Также остаются некоторые вопросы, касающиеся коррупции, верховенства права, которые люди хотят, чтобы были решены. В конечном счете, я убежден, что Грузия добьется своего. Думаю, что это по-настоящему европейская страна с европейской ментальностью и стремлением быть демократией, связанной с остальной Европой. Но это потребует некоторых усилий и определенных восстановительных работ как со стороны Грузии, так и со стороны НАТО и ЕС.
– Господин посол, другой союзник Запада, который противостоит продолжающейся российской агрессии и оккупации своих территорий, – это Украина. Вы были спецпредставителем США по Украине. Владимир Зеленский недвусмысленно заявил после недавней встречи в Белом доме с президентом Байденом, что Украина хочет, чтобы Соединенные Штаты Америки присоединились к мирным переговорам, Нормандскому формату. Готов ли Вашингтон непосредственно подключиться и противостоять России в переговорном процессе по Донбассу?
– Этот вопрос состоит из двух частей. Первый касается самого формата, второй – включения в него США. Что касается формата, то присоединятся ли Соединенные Штаты к Нормандскому формату, не зависит от Украины или Америки. Это будет решение, принятое Францией, Германией, Россией и Украиной. Они не согласятся, и, я уверен, Штаты не получат такого приглашения. То же самое касается Минска. США могут быть наблюдателями, но минский формат определен с участием России, Украины и ОБСЕ. Так что не существует пути, чтобы Соединенные Штаты формально включились в этот процесс. Но неформально, как страна с большим политическим влиянием, как сильный друг Украины, страна, которая связана крепкими узами с Францией и Германией и обладает способностью прямо разговаривать с Россией, конечно, Соединенные Штаты могли бы сыграть огромную роль. К сожалению, никто не взял на себя этой ответственности с тех пор, как я ушел в отставку два года назад, в сентябре. Такая включенность Соединенных Штатов очень нужна – будь то отдельное лицо, которое занимается только переговорами по Украине…
– Вы имеете в виду возвращение должности спецпредставителя по Украине, которую сами занимали в прошлом?
– Будь то восстановление этой должности или передача полномочий кому-то в Госдепартаменте, как в случае с Викторией Нуланд, которая была заместителем госсекретаря. Это не имеет большого значения. Но нужен отдельный человек, который посвятит этому вопросу много времени и усилий.
– Давайте поговорим о новом геополитическом оружии Кремля, как его назвал президент Зеленский, – газопроводе «Северный поток-2» в Германию. Ангела Меркель была верна этому проекту до последнего, несмотря ни на что. Немецкий канцлер попыталась убедить президента Зеленского в Киеве, что Берлин согласился с Вашингтоном, что «Северный поток-2» не должен быть использован против Украины. «Не должен быть использован»? Владимир Путин делает именно это многие годы. С чего он вдруг изменит свое поведение, кто остановит его – Ангела Меркель, которая скоро, уже этой осенью, уходит с поста канцлера?
- - -
- **Задания**
1 - Перепишите фрагмент интервью от «Также остаются некоторые» до «стороны НАТО и ЕС.», заменив «НАТО» на «Совета Европы».
2 - Допишите следующую часть интервью с бывшим спецпредставителем США по Украине, начав сразу после последней приведенной реплики.
- - -
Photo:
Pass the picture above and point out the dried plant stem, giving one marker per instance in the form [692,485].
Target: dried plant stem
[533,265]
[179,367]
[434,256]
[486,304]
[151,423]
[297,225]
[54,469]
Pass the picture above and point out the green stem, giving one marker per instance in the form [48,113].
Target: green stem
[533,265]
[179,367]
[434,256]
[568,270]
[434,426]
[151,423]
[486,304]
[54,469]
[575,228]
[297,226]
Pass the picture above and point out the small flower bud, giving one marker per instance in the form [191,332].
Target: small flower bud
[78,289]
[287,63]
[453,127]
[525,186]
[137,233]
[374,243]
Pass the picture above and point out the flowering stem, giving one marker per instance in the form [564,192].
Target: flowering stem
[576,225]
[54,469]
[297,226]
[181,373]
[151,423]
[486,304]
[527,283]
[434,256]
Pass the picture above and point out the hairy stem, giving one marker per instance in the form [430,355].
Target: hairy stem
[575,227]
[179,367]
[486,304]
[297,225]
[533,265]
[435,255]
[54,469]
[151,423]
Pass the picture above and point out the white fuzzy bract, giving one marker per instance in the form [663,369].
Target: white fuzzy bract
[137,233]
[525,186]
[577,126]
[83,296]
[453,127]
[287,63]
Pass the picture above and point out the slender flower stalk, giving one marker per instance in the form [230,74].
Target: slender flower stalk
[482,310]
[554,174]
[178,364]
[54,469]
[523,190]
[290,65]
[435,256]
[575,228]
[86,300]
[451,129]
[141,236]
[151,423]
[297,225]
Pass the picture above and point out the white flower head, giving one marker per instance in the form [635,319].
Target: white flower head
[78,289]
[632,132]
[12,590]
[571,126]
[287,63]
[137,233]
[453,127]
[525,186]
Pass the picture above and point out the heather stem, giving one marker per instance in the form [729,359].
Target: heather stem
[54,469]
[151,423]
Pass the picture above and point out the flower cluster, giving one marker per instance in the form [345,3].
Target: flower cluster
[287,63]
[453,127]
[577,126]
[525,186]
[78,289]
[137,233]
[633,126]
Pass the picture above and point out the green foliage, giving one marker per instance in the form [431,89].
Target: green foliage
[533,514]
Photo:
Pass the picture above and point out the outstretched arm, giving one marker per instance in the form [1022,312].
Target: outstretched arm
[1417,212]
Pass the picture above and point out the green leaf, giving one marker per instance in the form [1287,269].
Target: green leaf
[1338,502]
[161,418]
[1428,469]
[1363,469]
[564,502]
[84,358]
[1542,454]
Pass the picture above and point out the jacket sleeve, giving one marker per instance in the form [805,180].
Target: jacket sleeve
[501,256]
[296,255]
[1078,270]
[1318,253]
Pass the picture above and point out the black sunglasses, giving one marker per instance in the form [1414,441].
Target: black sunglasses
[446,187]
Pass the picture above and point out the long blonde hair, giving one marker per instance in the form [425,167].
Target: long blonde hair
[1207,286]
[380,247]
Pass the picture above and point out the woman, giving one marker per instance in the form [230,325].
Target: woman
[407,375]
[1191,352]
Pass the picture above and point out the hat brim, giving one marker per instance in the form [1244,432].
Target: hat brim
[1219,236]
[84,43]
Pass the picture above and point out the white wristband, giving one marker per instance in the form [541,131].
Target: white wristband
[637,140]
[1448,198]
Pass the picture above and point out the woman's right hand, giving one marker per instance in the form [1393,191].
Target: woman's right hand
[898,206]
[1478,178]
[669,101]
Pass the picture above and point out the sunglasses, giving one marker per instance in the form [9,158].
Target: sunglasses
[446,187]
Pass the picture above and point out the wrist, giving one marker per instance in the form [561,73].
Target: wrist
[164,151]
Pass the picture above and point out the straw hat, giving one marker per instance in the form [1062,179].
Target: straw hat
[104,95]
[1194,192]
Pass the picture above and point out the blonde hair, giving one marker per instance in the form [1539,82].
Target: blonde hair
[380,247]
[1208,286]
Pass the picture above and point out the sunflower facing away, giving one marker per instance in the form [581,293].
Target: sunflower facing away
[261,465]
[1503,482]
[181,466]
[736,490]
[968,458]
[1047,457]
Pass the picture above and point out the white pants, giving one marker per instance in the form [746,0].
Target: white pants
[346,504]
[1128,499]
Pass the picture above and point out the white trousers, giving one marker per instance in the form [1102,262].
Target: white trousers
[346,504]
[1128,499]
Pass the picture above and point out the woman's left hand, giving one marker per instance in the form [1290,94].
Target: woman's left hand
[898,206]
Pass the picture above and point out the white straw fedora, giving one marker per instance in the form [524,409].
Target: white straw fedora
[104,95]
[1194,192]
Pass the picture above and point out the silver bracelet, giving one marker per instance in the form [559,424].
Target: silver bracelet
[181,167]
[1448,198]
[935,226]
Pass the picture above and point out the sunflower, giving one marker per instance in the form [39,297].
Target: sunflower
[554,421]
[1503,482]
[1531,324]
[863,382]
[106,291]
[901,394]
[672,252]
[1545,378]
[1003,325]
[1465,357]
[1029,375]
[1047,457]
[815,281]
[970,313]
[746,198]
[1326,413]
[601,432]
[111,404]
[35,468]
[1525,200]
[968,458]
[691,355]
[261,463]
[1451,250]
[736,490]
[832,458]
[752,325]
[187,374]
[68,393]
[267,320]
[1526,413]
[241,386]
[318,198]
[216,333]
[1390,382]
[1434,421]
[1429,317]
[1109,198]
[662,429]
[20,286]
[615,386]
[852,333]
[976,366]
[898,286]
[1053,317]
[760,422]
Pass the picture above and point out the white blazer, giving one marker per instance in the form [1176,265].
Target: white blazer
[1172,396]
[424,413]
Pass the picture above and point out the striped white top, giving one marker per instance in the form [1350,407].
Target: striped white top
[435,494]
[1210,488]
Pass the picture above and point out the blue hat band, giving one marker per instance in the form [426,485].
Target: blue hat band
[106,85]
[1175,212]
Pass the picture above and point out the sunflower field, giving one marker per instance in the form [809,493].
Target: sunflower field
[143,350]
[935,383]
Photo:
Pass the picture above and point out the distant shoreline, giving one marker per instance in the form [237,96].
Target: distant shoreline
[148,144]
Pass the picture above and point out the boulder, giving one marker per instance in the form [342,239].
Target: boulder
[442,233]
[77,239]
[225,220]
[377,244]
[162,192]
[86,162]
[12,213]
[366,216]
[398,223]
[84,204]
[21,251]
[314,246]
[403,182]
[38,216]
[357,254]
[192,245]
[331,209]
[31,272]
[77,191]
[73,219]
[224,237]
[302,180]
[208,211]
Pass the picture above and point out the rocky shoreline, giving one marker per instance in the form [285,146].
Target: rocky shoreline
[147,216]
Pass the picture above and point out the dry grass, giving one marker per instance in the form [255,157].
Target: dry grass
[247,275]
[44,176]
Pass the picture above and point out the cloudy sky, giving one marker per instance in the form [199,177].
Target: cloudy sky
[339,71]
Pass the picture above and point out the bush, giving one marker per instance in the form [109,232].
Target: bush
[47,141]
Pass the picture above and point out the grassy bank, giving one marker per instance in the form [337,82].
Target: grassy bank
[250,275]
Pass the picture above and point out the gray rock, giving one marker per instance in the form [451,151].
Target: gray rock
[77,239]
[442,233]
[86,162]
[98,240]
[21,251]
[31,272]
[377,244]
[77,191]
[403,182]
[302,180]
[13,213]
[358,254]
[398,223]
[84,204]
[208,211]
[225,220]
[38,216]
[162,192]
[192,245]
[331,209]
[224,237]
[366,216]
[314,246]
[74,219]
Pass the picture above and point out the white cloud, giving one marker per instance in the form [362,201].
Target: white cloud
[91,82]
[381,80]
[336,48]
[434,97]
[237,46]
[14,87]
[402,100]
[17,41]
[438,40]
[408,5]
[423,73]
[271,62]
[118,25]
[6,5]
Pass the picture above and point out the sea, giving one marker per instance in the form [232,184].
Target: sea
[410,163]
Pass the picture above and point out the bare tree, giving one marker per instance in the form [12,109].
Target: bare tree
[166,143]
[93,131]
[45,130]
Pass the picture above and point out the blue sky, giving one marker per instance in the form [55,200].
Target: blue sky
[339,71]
- - -
- **Ожидаемые результаты**
1 -
Также остаются некоторые вопросы, касающиеся коррупции, верховенства права, которые люди хотят, чтобы были решены. В конечном счете, я убежден, что Грузия добьется своего. Думаю, что это по-настоящему европейская страна с европейской ментальностью и стремлением быть демократией, связанной с остальной Европой. Но это потребует некоторых усилий и определенных восстановительных работ как со стороны Грузии, так и со стороны Совета Европы и ЕС.

2 -
– Да, это очень большой вопрос, потому что, как мы знаем из прессы, «Северный поток-2» уже фактически завершен. В американо-германском заявлении по этому поводу говорится, что если Россия использует энергетику как оружие, то Германия рассмотрит вопрос введения санкций и попытается возглавить общеевропейские усилия в этом направлении. Но все очень расплывчато, не слишком ясно. По большей части в этом заявлении говорится об энергетике и финансовых проблемах, но для Украины это не основной вопрос, главная проблема Украины – это безопасность. И я не думаю, что США и Германия ответили на существующие вопросы. И, как показывает ваш вопрос, очень скоро, я думаю, наступит время, когда нам всем придется ответить на него: что если мы столкнемся с тем, что Россия будет использовать энергетику как оружие, что будет делать Запад, что будут делать Германия и США? Я не думаю, что кто-то это уже серьезно осмыслил, но это жизненно важный вопрос для Украины.
– Кроме Меркель, французский президент Макрон также привержен его «стратегическому диалогу с президентом Путиным». Джо Байден, несмотря на то, что назвал российского президента убийцей, встречался с ним в июне в Женеве. И это на фоне аннексии Крыма, оккупации частей Украины и Грузии, отравления людей Новичком в Великобритании, несмотря на отравление и последующее заключение его главного политического оппонента – Алексея Навального, преследование журналистов и политических активистов, объявление их иностранными агентами, например, как наших коллег из русской службы. Или, как вы отметили в своей статье, Путин продолжает выигрывать. Как это изменить, как его остановить?
– Спасибо за ваш вопрос, я считаю это ужасно важным. Меня, в частности, беспокоит, как и Путин, и как наблюдатели видят встречу президента Байдена с Путиным. Все, что произошло до этой встречи 16 июня, оказалось будто списанным. Президент Байден говорит, что если Россия что-то сделает в будущем, тогда мы можем ответить. Но это снимает с него ответственность за все, что было до этого. Я думаю, Путин видит это как «зеленый свет» тому, чтобы продолжать делать свое. В моей статье я пишу, что Запад регулярно допускает несколько ошибок в отношении России. Первое – это постоянная приверженность к деэскалации. Когда Россия оказывает давление, мы сразу пытаемся деэскалировать ситуацию. Зная это, Россия продолжает давить еще сильнее. Это нанесло огромный урон всему Западу и, конечно, Украине, Грузии, Молдове и другим.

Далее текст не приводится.